• Text to read
March 5, 2019 | in

Read It! Be It!


The Land Before Avocado

In The Land Before Avocado, Richard Glover takes a journey to an almost unrecognisable Australia. It’s a vivid portrait of a quite peculiar land: a place that is scary and weird, dangerous and incomprehensible, and, now and then, surprisingly appealing.

It’s the Australia of his childhood. The Australia of the late ’60s and early ’70s.

Let’s break the news now: they didn’t have avocado.

It’s a place of funny clothing and food that was appalling, but amusingly so. It is also the land of staggeringly awful attitudes – often enshrined in law – towards anybody who didn’t fit in.

The Land Before Avocado will make you laugh and cry, feel angry and inspired. And leave you wondering how bizarre things were, not so long ago.

Most of all, it will make you realise how far we’ve come – and how much further we can go.

Richard Wakelin from Australian Financial Review praised Glover for the way in which he ‘deftly reclaims the book’s title fruit from those who have positioned it as a proxy for all that is wrong with today’s supposedly feckless and spendthrift young adults’, while Hugh McKay stated that The Land Before Avocado is ‘vintage Glover’ that is ‘brimming with excruciating insights’. Annabel Crabb referred to Glover’s book as ‘hilarious and horrifying’, and ‘the ultimate intergenerational conversation starter’.

Never Grow Up

Everyone knows Jackie Chan. Whether it’s from Rush Hour, Shanghai Noon, The Karate Kid, or Kung Fu Panda, Jackie is admired by generations of moviegoers for his acrobatic fighting style, comic timing, and mind-bending stunts. In 2016—after fifty-six years in the industry, over 200 films, and many broken bones—he received an honorary Academy Award for his lifetime achievement in film. But at 64 years-old, Jackie is just getting started.

Now, in Never Grow Up, the global superstar reflects on his early life, including his childhood years at the China Drama Academy, his big breaks (and setbacks) in Hong Kong and Hollywood, his numerous brushes with death and his life as a husband and father.

• Set task
Reproduce word for word the passage of the book descriptions above that opens with the words containing "Read It! Be" and closes with "didn’t have avocado.".

• Data provided

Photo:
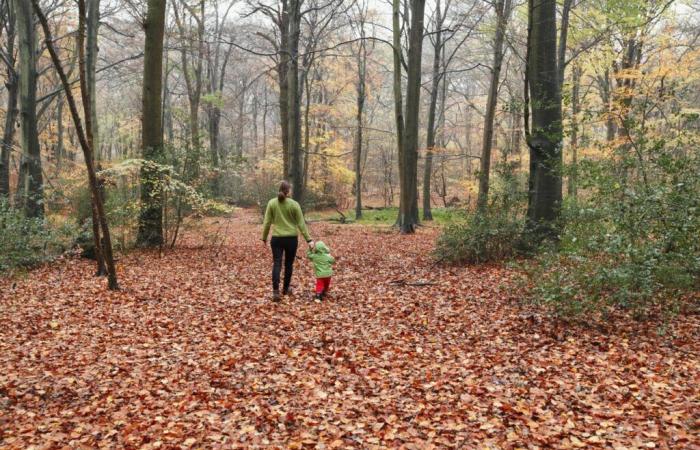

• Task response
Read It! Be It!


The Land Before Avocado

In The Land Before Avocado, Richard Glover takes a journey to an almost unrecognisable Australia. It’s a vivid portrait of a quite peculiar land: a place that is scary and weird, dangerous and incomprehensible, and, now and then, surprisingly appealing.

It’s the Australia of his childhood. The Australia of the late ’60s and early ’70s.

Let’s break the news now: they didn’t have avocado.